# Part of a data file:
###

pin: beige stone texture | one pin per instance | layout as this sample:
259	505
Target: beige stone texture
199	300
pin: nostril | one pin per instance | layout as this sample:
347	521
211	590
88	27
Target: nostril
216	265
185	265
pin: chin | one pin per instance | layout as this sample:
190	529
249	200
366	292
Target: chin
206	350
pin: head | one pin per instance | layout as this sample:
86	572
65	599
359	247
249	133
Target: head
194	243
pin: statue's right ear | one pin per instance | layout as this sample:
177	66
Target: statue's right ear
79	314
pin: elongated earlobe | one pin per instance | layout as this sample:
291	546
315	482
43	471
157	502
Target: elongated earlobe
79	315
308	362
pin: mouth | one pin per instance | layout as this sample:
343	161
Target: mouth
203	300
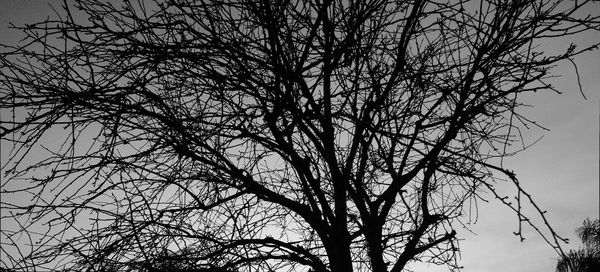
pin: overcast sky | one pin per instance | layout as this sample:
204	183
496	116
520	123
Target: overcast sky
561	171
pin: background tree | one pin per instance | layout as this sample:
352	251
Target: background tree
586	259
267	135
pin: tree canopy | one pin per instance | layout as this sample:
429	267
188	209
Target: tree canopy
282	135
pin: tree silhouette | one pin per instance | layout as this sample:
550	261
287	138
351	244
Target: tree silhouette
586	259
267	135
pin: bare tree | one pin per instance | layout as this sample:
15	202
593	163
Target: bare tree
267	135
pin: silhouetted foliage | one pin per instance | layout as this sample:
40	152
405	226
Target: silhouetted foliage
268	135
586	259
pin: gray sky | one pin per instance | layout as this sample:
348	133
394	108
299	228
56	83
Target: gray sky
561	171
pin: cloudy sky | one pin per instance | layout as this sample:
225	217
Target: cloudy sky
561	171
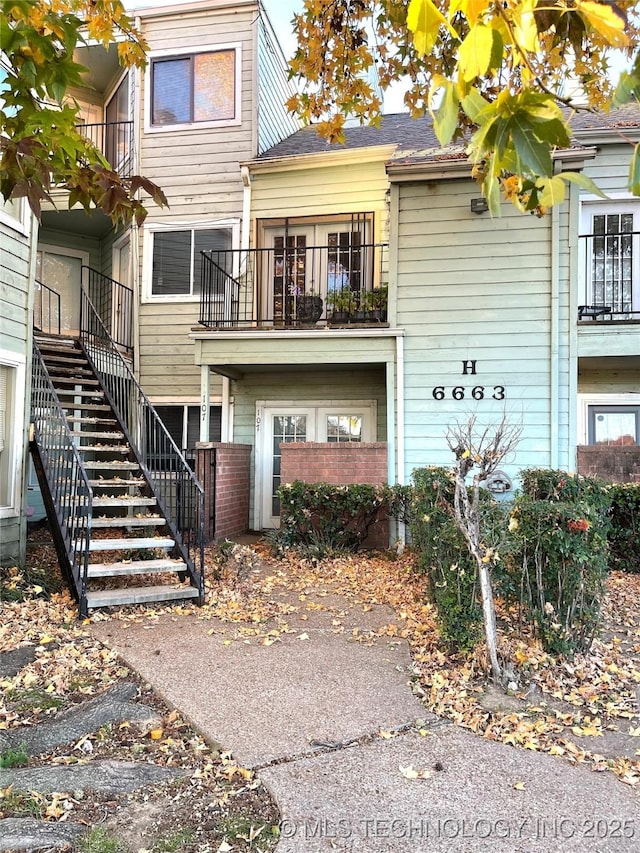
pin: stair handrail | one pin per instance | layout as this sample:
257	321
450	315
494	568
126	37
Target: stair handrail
179	494
68	484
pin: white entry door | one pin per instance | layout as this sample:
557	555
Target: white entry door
352	421
61	270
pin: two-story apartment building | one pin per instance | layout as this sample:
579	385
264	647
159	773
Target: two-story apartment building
213	95
537	319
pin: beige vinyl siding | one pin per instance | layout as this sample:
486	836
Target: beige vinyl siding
16	296
474	289
610	168
274	121
199	171
333	189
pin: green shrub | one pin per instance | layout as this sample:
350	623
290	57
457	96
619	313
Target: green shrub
444	558
559	553
624	535
322	519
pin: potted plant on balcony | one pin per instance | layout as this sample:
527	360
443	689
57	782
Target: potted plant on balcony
375	302
308	308
343	305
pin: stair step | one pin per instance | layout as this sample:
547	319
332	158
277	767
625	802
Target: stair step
125	521
111	466
140	595
134	567
59	380
135	543
68	371
66	360
115	436
109	484
79	420
125	501
87	407
102	448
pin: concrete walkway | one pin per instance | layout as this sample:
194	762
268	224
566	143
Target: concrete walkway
307	712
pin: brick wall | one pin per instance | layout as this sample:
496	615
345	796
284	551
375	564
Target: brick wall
224	472
612	463
340	465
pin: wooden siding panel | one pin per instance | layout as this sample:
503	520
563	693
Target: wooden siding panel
470	288
274	88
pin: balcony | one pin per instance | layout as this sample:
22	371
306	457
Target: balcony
115	140
294	286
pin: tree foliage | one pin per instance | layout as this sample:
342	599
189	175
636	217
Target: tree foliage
41	146
504	79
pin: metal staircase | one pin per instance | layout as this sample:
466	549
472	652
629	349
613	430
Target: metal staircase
125	509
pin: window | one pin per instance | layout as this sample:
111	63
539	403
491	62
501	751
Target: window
197	88
344	428
611	245
183	425
12	370
614	425
176	263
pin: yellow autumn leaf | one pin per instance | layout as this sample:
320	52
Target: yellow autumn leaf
605	20
424	20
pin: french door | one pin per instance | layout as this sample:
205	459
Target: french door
311	262
353	421
61	270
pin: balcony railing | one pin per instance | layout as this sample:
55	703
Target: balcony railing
295	287
113	303
609	265
115	140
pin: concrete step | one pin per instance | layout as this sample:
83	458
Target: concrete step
135	543
116	501
134	567
139	595
111	466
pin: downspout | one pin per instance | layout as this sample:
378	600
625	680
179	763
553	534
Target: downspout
554	342
135	231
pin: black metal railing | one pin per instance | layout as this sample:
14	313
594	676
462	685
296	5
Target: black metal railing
46	309
179	494
61	465
113	302
294	286
115	140
609	265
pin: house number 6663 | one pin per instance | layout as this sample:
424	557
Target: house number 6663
478	392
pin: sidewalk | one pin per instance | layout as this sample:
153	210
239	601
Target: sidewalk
352	759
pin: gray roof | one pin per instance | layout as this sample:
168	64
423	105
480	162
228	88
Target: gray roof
415	138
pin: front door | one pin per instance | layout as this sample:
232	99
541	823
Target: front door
354	421
61	270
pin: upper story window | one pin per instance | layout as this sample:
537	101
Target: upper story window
610	260
173	259
200	88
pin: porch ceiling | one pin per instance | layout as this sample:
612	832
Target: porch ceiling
241	352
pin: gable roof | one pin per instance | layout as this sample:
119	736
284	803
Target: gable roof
415	139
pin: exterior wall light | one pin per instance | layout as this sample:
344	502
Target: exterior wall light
479	205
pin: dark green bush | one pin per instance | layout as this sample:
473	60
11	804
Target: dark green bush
559	553
322	519
443	557
624	535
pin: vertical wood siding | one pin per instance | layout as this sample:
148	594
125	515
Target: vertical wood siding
475	289
274	88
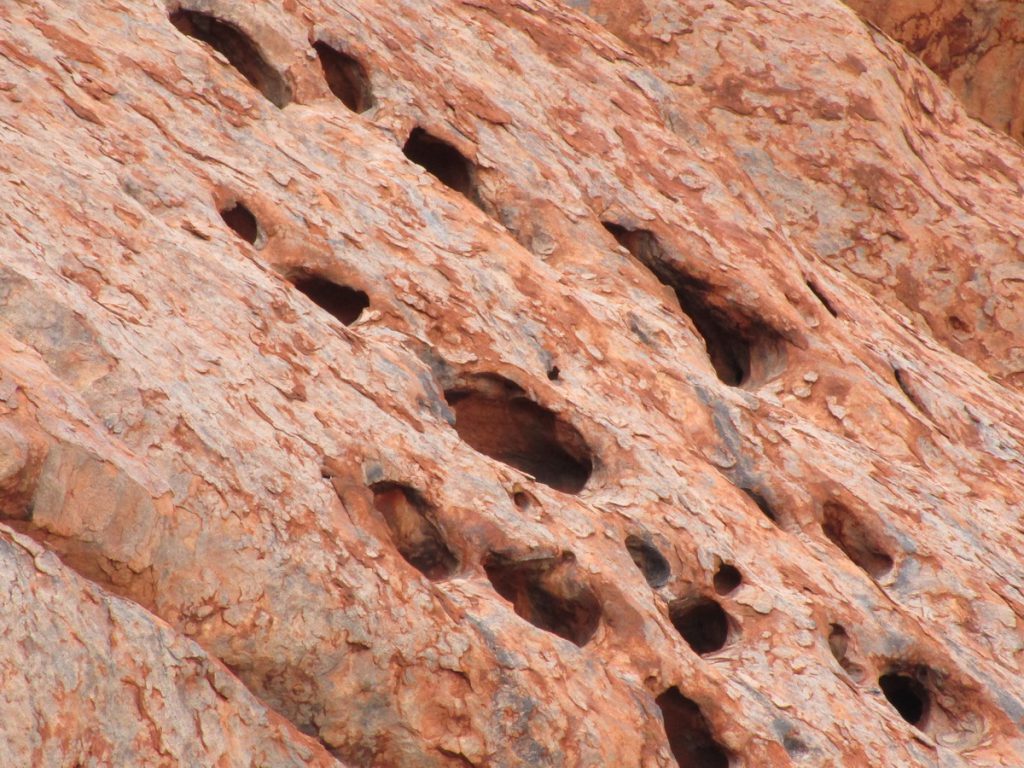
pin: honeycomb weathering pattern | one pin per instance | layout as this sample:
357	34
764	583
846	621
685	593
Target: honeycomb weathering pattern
185	429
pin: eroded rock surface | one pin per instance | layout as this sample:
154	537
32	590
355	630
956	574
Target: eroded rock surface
976	47
491	384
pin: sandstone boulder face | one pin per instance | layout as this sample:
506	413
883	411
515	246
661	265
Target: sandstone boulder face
859	153
488	384
90	679
976	47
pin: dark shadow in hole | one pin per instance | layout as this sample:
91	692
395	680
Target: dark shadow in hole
907	696
822	298
444	162
742	350
689	737
727	579
549	593
649	560
763	505
847	532
497	418
523	501
345	77
242	222
343	302
237	48
414	531
702	624
902	381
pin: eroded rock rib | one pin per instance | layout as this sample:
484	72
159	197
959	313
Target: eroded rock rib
90	678
478	388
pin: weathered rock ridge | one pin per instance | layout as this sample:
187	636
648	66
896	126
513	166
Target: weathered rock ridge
462	382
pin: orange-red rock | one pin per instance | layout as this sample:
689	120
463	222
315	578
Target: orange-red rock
637	430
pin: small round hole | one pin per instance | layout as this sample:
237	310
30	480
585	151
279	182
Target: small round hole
704	625
727	578
906	695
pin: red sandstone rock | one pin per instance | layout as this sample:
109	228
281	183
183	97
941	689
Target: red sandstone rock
977	47
619	445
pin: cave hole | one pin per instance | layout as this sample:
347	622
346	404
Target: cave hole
689	737
847	532
727	579
345	77
345	303
242	221
238	49
741	350
414	532
648	559
906	695
496	418
822	298
549	593
702	624
442	161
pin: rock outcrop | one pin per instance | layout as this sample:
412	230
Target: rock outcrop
504	384
976	47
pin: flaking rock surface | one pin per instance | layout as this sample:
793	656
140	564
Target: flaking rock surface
504	384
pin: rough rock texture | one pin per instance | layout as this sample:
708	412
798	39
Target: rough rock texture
977	47
639	429
90	679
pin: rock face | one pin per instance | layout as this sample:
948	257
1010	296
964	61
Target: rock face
504	384
977	47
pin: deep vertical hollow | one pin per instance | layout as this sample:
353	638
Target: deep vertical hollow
689	736
727	579
346	77
413	529
847	532
549	593
443	162
236	46
496	418
345	303
906	695
741	350
649	560
242	221
702	624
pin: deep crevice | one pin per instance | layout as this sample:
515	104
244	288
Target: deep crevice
847	532
549	593
702	624
689	737
648	559
727	579
345	303
238	48
822	298
414	530
497	418
444	162
242	221
907	696
742	350
346	77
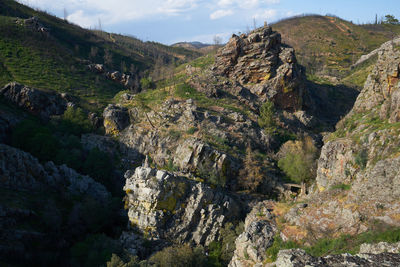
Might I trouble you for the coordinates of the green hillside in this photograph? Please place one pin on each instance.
(329, 45)
(58, 61)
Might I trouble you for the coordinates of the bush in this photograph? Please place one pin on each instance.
(299, 160)
(179, 256)
(147, 83)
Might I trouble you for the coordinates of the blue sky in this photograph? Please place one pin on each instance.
(170, 21)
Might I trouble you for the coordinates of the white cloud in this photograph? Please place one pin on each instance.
(266, 14)
(246, 3)
(221, 13)
(86, 12)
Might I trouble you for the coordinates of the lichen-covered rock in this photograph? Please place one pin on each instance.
(168, 207)
(358, 177)
(261, 63)
(255, 239)
(380, 247)
(116, 118)
(37, 102)
(298, 257)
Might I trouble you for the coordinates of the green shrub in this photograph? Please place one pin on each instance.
(299, 160)
(341, 186)
(179, 256)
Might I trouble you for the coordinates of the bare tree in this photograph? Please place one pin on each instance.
(65, 14)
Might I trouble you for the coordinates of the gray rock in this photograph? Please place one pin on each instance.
(298, 257)
(37, 102)
(168, 207)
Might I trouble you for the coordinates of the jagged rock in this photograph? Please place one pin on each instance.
(298, 257)
(261, 63)
(168, 207)
(37, 102)
(116, 118)
(21, 171)
(380, 247)
(358, 178)
(34, 24)
(256, 238)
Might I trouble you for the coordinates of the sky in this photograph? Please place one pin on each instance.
(172, 21)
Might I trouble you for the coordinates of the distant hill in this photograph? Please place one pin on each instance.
(197, 46)
(328, 45)
(57, 59)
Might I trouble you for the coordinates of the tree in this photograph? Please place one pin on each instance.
(390, 19)
(298, 160)
(251, 175)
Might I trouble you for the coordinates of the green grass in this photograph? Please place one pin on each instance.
(332, 44)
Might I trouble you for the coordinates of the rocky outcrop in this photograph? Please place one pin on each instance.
(44, 207)
(358, 180)
(164, 206)
(126, 80)
(34, 24)
(257, 237)
(262, 64)
(380, 247)
(381, 91)
(21, 171)
(383, 47)
(298, 257)
(37, 102)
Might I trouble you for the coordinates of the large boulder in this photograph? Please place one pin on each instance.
(168, 207)
(261, 63)
(257, 236)
(37, 102)
(298, 257)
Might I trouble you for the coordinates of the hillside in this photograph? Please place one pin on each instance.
(53, 54)
(118, 152)
(329, 45)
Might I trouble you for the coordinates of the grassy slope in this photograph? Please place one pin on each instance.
(330, 45)
(55, 62)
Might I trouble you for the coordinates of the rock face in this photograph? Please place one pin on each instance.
(358, 175)
(261, 63)
(298, 257)
(37, 102)
(124, 79)
(168, 207)
(178, 134)
(44, 207)
(21, 171)
(256, 238)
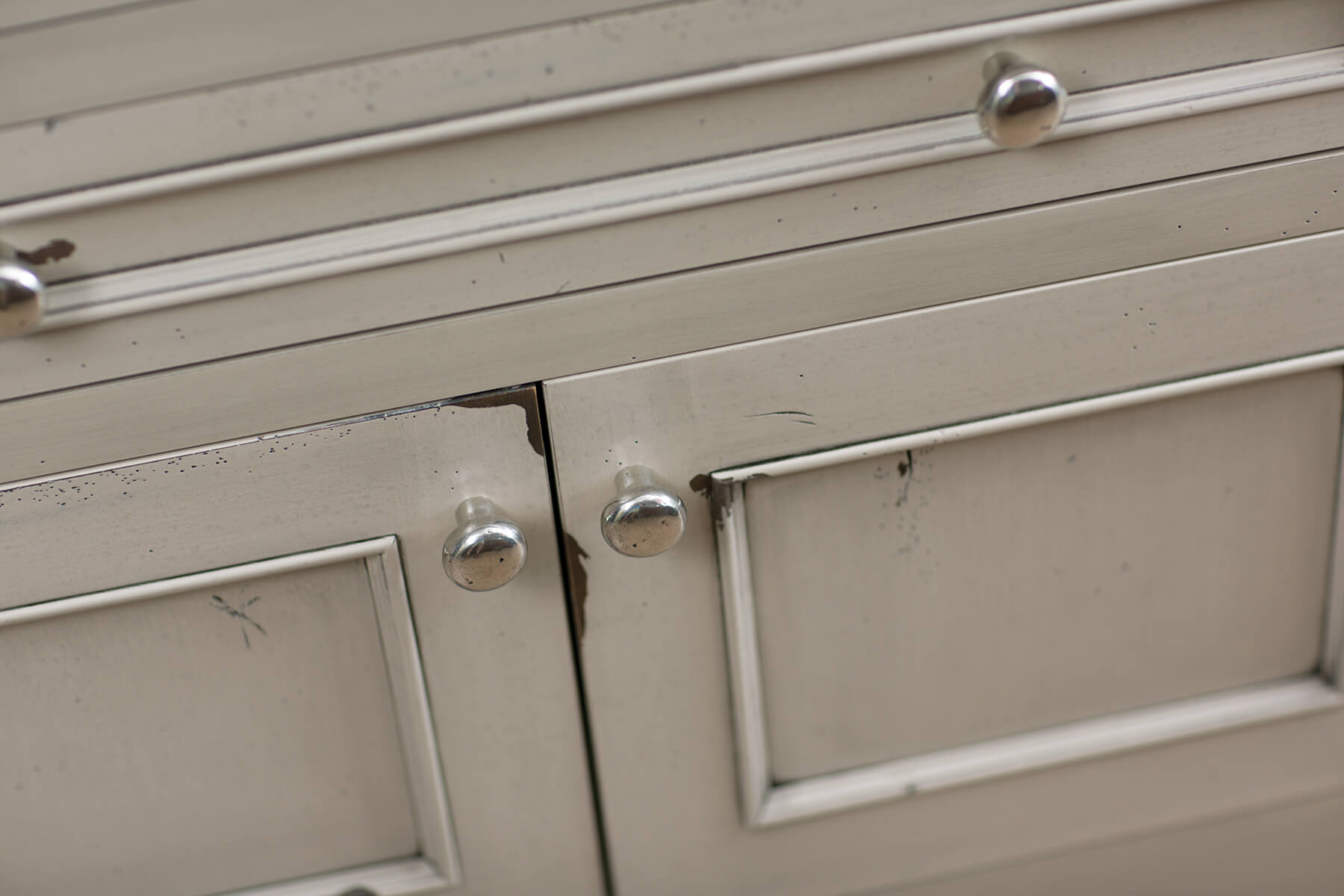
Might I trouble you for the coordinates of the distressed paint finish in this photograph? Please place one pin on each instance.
(653, 652)
(495, 665)
(688, 49)
(255, 200)
(1055, 555)
(228, 759)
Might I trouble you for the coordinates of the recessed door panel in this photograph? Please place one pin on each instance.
(981, 588)
(242, 669)
(964, 586)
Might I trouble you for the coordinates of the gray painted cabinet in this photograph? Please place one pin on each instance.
(1006, 482)
(242, 669)
(952, 598)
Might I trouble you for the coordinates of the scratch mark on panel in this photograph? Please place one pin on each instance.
(791, 415)
(243, 620)
(53, 252)
(907, 470)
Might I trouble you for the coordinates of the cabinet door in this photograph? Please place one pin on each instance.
(243, 669)
(969, 586)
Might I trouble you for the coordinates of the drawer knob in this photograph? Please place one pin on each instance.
(485, 550)
(1021, 104)
(20, 294)
(644, 519)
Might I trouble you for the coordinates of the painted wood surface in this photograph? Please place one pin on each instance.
(721, 304)
(653, 645)
(636, 196)
(688, 49)
(1288, 848)
(190, 753)
(490, 158)
(497, 668)
(1194, 534)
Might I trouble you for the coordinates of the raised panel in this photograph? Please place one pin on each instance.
(983, 588)
(996, 394)
(273, 706)
(214, 741)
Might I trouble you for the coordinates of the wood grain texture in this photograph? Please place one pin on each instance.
(688, 49)
(487, 161)
(636, 196)
(729, 302)
(655, 667)
(499, 672)
(1288, 849)
(964, 591)
(195, 751)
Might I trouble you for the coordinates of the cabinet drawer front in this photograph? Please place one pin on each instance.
(125, 223)
(221, 665)
(968, 585)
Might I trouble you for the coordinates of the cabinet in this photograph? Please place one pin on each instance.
(957, 579)
(989, 497)
(242, 669)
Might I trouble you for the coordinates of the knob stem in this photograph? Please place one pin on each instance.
(476, 511)
(485, 550)
(22, 294)
(644, 519)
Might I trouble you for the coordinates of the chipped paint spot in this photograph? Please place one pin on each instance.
(791, 415)
(53, 252)
(574, 556)
(523, 398)
(702, 484)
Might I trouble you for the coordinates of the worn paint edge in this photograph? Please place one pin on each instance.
(1035, 417)
(665, 191)
(523, 396)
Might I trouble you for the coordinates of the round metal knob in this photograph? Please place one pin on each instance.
(1021, 104)
(20, 294)
(485, 550)
(644, 519)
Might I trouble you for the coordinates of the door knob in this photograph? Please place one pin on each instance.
(22, 294)
(485, 550)
(1021, 104)
(644, 519)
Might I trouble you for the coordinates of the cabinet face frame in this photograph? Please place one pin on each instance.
(766, 802)
(488, 667)
(652, 630)
(437, 869)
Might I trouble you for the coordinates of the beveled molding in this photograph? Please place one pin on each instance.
(437, 869)
(629, 198)
(765, 802)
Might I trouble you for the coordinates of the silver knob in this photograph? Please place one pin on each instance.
(1021, 104)
(20, 294)
(485, 550)
(644, 519)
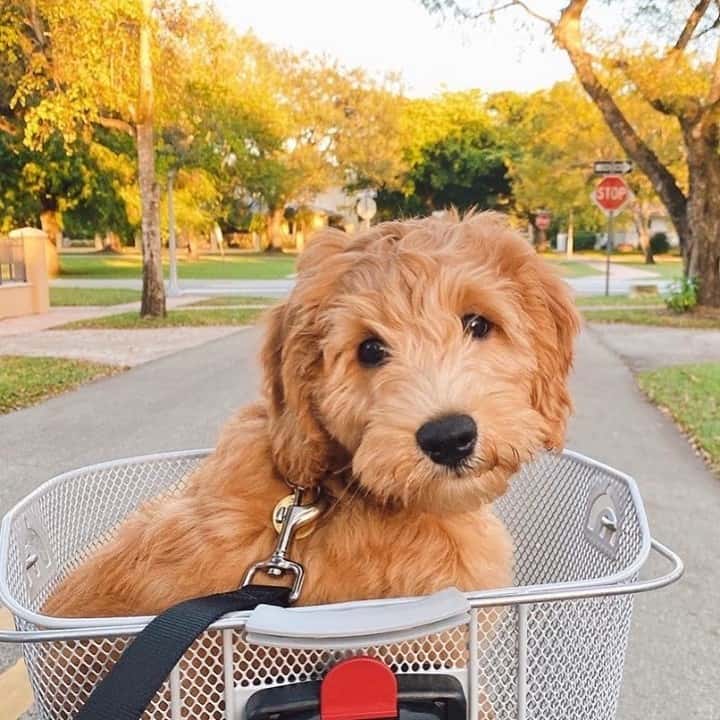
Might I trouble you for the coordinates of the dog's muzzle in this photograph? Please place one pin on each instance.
(448, 440)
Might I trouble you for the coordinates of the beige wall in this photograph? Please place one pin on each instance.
(34, 295)
(15, 299)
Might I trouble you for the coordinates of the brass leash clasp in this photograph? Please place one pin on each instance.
(289, 515)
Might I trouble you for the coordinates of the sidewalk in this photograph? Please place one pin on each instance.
(33, 336)
(672, 669)
(644, 347)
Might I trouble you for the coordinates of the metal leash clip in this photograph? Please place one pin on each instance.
(289, 516)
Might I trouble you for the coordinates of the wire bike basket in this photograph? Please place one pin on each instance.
(550, 647)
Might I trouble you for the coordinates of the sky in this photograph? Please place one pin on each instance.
(401, 36)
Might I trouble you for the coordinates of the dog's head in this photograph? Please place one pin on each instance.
(428, 359)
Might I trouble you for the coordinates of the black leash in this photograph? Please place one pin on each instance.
(136, 677)
(126, 691)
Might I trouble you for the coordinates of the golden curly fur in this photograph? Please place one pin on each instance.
(399, 524)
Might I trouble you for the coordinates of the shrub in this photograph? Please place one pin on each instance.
(682, 295)
(584, 240)
(659, 244)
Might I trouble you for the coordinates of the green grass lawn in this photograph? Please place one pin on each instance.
(691, 394)
(656, 317)
(92, 296)
(584, 301)
(571, 268)
(667, 270)
(233, 301)
(26, 381)
(174, 318)
(129, 265)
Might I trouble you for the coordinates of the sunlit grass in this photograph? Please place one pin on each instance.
(67, 296)
(239, 267)
(174, 318)
(691, 394)
(25, 381)
(655, 317)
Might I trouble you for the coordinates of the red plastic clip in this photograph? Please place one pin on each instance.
(360, 688)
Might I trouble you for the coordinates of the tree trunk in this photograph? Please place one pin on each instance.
(153, 293)
(704, 210)
(641, 220)
(50, 224)
(275, 233)
(568, 36)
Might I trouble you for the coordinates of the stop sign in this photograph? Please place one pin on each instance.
(611, 194)
(542, 221)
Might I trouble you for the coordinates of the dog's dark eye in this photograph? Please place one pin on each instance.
(476, 325)
(372, 352)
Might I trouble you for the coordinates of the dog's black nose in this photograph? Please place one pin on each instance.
(448, 440)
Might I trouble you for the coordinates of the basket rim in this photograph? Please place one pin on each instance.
(512, 595)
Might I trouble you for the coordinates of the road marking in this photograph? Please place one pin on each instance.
(15, 691)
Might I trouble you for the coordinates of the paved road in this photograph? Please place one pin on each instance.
(646, 348)
(180, 402)
(590, 285)
(672, 671)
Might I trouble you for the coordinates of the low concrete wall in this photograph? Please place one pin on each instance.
(32, 296)
(16, 299)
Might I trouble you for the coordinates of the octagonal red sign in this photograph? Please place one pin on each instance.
(611, 194)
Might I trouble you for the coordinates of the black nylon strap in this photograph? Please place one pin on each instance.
(133, 681)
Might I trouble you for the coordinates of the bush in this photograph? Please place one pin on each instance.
(682, 296)
(584, 240)
(659, 244)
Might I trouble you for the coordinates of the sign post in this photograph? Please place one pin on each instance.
(543, 220)
(611, 195)
(366, 208)
(613, 167)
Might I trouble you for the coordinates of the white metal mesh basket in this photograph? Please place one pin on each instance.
(551, 647)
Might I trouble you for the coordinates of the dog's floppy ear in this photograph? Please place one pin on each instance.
(303, 451)
(556, 322)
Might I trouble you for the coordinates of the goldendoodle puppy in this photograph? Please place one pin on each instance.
(412, 370)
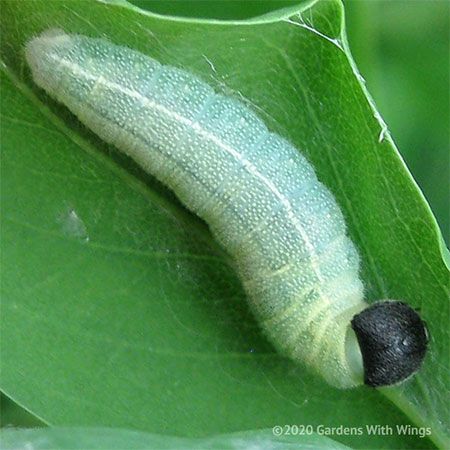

###

# Stated goal:
Gather every line of the records above that contains the word "green".

# Solution to this task:
pin: green shrub | one pin per instance | layout as this sample:
Target: green shrub
pin: dark green bush | one pin per instance | layout as this sample:
Target: dark green bush
Might I trouble you for the coordinates of the green hillside in this photograph? Please place one pin on each instance.
Might I trouble you for the coordinates of the green shrub in this photograph? Please place one pin on each instance.
Might I trouble you for the coordinates of the green grass in this photograph? Please place one pin on each instance.
Might I trouble you for the coordinates of the green grass lawn in this photograph? Please place one pin on each instance.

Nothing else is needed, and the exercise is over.